== Direction 1 ==
Print the passage from the article on children's happiness at school in England, starting at the words "An estimated half a million 10- and 12-year-olds are physically" and ending after the words "sense of wellbeing.".
== Direction 2 ==
Write what comes next in the article on children's happiness at school in England, picking up after its final sentence.

== Source text ==
________
An estimated half a million 10- and 12-year-olds are being physically bullied at school, according to a study by the Children’s Society. Photograph Phil Boorman Corbis

Sally Weale Education correspondent

Violence and poor relationships with teachers puts English children 14th out of 15 countries surveyed for happiness at school as charity calls for action.

Children in England are unhappier at school than their peers in almost every other country included in a new international survey, with widespread bullying causing huge damage to their wellbeing.

An estimated half a million 10- and 12-year-olds are physically bullied at school, according to a study by the Children’s Society, which found that 38% of children surveyed had been hit by classmates in the last month.

In an international comparison of children’s happiness in 15 countries, the report concluded that children in England were unhappier with their school experience than their peers in 11 other countries, including Ethiopia and Algeria.

The findings, which are outlined in the Children’s Society’s annual Good Childhood report, carried out in collaboration with the University of York, paint an alarming picture of children’s experiences at school in England, and their wider sense of wellbeing.
________
Outline annotation records
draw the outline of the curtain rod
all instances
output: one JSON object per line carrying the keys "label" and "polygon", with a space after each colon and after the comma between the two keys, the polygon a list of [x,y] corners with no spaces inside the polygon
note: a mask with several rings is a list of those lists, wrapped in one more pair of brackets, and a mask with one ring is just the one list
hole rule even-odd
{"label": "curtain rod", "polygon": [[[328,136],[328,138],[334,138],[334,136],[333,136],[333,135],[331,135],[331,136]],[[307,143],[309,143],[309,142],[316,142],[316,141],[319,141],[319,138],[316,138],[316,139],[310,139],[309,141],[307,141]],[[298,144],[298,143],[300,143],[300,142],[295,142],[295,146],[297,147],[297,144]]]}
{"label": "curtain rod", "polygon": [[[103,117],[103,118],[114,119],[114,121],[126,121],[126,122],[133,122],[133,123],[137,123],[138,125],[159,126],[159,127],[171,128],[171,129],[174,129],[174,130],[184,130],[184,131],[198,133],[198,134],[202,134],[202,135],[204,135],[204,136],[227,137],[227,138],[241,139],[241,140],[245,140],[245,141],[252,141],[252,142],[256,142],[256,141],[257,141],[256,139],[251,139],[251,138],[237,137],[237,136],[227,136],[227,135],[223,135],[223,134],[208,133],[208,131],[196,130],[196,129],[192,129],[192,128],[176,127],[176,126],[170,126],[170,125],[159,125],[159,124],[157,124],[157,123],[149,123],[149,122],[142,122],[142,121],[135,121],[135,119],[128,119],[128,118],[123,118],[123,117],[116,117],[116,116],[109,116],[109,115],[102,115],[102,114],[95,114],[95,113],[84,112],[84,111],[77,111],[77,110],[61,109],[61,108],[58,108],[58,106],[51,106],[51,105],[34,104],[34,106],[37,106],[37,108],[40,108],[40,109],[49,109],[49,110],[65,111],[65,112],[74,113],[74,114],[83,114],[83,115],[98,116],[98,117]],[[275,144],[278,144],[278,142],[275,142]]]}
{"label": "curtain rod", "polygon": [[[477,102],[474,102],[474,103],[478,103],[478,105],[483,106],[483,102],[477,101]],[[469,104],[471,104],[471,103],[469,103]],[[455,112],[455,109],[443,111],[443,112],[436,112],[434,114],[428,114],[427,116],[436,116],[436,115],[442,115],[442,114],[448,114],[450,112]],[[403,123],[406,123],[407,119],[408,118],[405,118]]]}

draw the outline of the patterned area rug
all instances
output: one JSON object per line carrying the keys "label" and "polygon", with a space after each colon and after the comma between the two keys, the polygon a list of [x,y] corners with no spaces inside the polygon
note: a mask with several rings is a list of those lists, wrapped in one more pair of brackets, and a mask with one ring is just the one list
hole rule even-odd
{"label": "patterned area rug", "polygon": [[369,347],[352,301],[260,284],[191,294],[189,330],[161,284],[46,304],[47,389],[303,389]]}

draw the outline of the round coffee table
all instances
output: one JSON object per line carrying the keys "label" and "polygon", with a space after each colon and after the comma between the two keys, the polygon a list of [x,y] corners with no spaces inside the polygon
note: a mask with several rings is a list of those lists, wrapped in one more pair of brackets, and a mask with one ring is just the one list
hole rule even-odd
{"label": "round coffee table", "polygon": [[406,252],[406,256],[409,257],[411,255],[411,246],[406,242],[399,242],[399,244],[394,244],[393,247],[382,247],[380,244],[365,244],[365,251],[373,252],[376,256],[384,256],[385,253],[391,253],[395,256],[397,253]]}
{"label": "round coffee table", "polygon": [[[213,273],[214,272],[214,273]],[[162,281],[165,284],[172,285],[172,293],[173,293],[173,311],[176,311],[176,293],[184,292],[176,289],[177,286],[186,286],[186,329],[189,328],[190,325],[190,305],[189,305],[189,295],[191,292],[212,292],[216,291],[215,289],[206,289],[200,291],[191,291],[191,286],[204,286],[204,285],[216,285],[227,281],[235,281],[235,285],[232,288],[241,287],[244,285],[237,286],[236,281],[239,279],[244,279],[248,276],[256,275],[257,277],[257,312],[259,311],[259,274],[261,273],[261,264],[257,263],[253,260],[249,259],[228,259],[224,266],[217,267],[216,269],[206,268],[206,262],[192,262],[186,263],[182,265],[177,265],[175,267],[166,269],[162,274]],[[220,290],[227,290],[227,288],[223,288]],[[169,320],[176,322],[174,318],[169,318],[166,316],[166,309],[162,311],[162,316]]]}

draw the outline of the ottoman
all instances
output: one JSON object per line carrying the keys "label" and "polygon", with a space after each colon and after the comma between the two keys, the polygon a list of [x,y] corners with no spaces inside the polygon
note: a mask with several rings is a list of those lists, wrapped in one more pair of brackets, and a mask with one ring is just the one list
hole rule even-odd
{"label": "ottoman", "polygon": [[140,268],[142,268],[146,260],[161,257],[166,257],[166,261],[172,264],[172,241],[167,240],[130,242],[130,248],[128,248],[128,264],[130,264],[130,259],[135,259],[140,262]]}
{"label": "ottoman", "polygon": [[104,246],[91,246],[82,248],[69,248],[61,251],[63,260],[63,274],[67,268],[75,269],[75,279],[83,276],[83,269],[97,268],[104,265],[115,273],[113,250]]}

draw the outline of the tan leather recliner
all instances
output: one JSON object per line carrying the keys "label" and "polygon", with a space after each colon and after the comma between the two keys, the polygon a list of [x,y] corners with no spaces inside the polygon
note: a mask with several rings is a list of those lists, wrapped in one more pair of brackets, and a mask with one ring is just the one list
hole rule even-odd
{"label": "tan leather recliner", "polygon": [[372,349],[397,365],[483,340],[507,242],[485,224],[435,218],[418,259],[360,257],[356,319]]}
________
== Task output 1 ==
An estimated half a million 10- and 12-year-olds are physically bullied at school, according to a study by the Children’s Society, which found that 38% of children surveyed had been hit by classmates in the last month.

In an international comparison of children’s happiness in 15 countries, the report concluded that children in England were unhappier with their school experience than their peers in 11 other countries, including Ethiopia and Algeria.

The findings, which are outlined in the Children’s Society’s annual Good Childhood report, carried out in collaboration with the University of York, paint an alarming picture of children’s experiences at school in England, and their wider sense of wellbeing.

== Task output 2 ==
Matthew Reed, chief executive of the Children’s Society: “It is deeply worrying that children in this country are so unhappy at school compared to other countries, and it is truly shocking that thousands of children are being physically and emotionally bullied, damaging their happiness. School should be a safe haven, not a battleground.”

According to the report, children who were bullied frequently were six times more likely to have a low sense of wellbeing than children who had not been bullied.

Children in English schools were also the most likely to have experienced being left out by classmates in the last month, with half of all those questioned complaining of feeling excluded. Boys were 50% more likely to have been hit by classmates than girls, while girls were 40% more likely to have felt left out.

Feeling left out

1

On average, 11% of children said they were dissatisfied with school life, with particularly poor relationships with teachers upon which England was ranked 14th out of the 15 countries. They were also unhappy about what they were learning (11th in the rankings) and with their classmates (12th).

The study also reveals that children in England are particularly unhappy about their appearance. Girls came bottom in terms of their satisfaction with their appearance and self-confidence compared with girls elsewhere, with the exception of South Korea.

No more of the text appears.